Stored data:
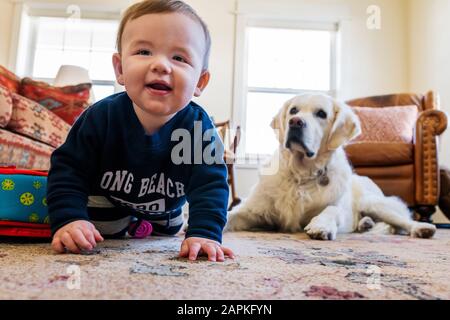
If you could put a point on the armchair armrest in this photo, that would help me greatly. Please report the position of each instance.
(430, 124)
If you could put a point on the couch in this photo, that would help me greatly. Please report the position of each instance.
(398, 147)
(35, 118)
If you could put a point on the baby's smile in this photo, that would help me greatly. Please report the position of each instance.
(159, 87)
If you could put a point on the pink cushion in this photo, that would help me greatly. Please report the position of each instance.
(387, 124)
(22, 152)
(5, 106)
(31, 119)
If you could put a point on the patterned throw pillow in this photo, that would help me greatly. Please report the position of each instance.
(33, 120)
(67, 102)
(9, 80)
(5, 106)
(387, 124)
(23, 152)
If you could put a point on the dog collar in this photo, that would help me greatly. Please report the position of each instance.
(321, 176)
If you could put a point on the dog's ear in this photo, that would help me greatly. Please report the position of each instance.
(346, 126)
(278, 122)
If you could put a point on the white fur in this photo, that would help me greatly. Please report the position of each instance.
(293, 199)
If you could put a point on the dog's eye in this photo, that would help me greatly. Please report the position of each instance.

#### [WHAT TO DO]
Rewrite everything from the line containing "If you could put a point on the white" through the end of the rows, changing "white fur" to "brown fur" and leaving the rest unchanged.

#### [EXERCISE RESPONSE]
If you could put a point on the brown fur in this photo, that would help me greatly. Please report the position of each instance.
(293, 199)
If you could put a point on the dog's eye in this photo, that would help me greatly. Please report the position of each instance.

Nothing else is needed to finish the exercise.